» GIVEN TASK:
Return each line of the items below that contains the word "island", treating uppercase and lowercase as different.

# START OF RECORDS FOR THIS TASK

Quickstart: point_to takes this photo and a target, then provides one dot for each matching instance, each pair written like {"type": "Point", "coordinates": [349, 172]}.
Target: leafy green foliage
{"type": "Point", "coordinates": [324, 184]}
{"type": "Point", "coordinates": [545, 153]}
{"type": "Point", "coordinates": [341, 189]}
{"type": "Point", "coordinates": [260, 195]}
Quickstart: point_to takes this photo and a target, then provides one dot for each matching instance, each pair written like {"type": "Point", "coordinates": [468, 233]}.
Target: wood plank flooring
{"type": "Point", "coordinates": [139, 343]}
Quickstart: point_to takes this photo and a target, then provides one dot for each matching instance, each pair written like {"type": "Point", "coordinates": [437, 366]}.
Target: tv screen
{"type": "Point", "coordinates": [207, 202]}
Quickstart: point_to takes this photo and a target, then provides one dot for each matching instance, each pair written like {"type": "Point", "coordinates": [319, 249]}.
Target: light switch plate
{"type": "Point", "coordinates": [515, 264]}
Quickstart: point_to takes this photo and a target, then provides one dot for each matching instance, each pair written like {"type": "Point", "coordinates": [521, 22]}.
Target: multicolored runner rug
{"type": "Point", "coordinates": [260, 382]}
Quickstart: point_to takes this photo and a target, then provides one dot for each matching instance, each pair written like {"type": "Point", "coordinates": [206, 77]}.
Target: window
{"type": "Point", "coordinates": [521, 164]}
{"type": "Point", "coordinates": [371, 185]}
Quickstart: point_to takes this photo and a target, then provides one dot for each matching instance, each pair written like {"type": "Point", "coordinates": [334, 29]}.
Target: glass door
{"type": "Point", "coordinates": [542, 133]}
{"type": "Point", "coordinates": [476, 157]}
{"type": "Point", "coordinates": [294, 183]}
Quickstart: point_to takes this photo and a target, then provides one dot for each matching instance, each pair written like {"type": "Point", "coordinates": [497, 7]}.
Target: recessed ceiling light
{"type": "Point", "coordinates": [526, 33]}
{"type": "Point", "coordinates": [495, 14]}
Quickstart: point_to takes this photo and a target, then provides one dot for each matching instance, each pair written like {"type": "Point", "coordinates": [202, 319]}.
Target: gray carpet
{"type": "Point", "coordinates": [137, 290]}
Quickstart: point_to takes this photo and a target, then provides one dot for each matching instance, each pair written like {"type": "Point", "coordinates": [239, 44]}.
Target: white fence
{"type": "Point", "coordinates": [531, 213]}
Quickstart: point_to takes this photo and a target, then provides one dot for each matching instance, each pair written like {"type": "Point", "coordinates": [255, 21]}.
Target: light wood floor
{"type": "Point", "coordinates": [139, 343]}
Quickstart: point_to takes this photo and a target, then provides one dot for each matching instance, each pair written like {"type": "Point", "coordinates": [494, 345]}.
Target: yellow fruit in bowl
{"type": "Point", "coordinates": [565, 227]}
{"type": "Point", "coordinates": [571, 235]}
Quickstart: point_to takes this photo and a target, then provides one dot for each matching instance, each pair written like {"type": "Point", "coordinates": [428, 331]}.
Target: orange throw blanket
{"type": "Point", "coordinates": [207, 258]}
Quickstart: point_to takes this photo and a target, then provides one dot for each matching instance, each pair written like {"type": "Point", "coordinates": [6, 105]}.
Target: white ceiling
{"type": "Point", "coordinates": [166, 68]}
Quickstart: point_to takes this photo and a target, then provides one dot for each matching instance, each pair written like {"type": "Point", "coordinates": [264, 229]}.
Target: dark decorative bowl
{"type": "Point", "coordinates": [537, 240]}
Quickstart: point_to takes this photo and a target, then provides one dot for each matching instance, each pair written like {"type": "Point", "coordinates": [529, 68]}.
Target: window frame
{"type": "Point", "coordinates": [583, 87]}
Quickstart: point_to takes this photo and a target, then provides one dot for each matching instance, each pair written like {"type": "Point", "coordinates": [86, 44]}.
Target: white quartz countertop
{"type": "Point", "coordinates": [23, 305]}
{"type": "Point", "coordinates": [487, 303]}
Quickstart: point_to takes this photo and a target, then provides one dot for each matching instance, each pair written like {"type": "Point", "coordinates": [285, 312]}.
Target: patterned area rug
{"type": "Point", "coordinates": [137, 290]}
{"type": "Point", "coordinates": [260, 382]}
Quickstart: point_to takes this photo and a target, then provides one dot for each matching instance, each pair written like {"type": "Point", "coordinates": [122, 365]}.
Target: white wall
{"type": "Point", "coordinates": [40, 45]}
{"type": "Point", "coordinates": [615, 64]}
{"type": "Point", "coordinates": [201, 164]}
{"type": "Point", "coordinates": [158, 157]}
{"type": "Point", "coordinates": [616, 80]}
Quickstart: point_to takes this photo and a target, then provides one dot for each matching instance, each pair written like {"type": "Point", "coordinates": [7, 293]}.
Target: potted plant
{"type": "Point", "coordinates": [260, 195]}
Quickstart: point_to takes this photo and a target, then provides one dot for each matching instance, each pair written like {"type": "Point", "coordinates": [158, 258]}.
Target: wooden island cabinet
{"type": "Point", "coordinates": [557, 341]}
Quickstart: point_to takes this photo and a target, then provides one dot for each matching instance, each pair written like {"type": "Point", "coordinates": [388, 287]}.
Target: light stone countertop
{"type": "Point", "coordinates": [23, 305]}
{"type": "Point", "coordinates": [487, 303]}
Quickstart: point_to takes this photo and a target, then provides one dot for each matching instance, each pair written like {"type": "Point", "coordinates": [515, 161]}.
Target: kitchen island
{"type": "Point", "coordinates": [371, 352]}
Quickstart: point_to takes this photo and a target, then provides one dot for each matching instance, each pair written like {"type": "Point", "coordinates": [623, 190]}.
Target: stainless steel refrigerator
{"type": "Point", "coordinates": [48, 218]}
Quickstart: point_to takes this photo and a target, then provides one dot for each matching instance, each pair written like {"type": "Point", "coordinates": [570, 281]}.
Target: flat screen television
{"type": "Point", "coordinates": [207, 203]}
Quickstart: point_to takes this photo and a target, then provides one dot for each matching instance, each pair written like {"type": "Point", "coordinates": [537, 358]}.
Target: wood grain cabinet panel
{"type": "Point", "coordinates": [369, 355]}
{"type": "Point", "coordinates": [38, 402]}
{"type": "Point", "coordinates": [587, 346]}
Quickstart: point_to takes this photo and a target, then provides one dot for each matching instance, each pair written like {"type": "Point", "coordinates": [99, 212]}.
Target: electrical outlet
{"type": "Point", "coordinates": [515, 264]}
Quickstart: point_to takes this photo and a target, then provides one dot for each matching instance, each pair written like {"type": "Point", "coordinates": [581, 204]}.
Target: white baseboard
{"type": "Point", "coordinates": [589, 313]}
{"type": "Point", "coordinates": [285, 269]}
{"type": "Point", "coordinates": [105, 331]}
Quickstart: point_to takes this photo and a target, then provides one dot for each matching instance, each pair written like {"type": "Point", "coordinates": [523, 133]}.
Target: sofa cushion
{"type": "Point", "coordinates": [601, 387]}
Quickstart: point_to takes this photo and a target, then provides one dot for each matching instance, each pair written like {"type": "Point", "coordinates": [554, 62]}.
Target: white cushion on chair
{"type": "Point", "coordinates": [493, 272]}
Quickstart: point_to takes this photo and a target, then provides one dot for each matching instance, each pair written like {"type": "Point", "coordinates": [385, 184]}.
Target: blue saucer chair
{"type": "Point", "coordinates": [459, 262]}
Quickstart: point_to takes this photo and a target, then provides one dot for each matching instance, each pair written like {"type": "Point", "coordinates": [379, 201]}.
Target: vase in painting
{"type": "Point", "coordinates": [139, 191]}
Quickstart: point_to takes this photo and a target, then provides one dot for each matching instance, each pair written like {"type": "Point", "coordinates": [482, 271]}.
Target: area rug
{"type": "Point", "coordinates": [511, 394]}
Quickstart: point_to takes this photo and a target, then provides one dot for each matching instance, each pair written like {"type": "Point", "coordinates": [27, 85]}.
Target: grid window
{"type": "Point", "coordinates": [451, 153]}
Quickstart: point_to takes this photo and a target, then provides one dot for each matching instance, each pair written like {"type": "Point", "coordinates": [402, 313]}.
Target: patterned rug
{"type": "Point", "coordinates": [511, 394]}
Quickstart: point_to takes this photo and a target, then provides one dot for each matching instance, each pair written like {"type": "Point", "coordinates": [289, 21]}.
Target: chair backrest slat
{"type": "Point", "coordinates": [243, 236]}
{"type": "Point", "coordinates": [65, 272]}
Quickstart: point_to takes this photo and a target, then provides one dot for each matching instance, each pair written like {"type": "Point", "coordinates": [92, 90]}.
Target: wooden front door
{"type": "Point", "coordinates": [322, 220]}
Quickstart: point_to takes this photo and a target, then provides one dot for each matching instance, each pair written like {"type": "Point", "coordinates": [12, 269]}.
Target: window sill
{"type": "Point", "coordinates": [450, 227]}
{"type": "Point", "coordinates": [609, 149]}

# END OF RECORDS FOR THIS TASK

» EXERCISE SOLUTION:
Target: wooden island cabinet
Target: kitchen island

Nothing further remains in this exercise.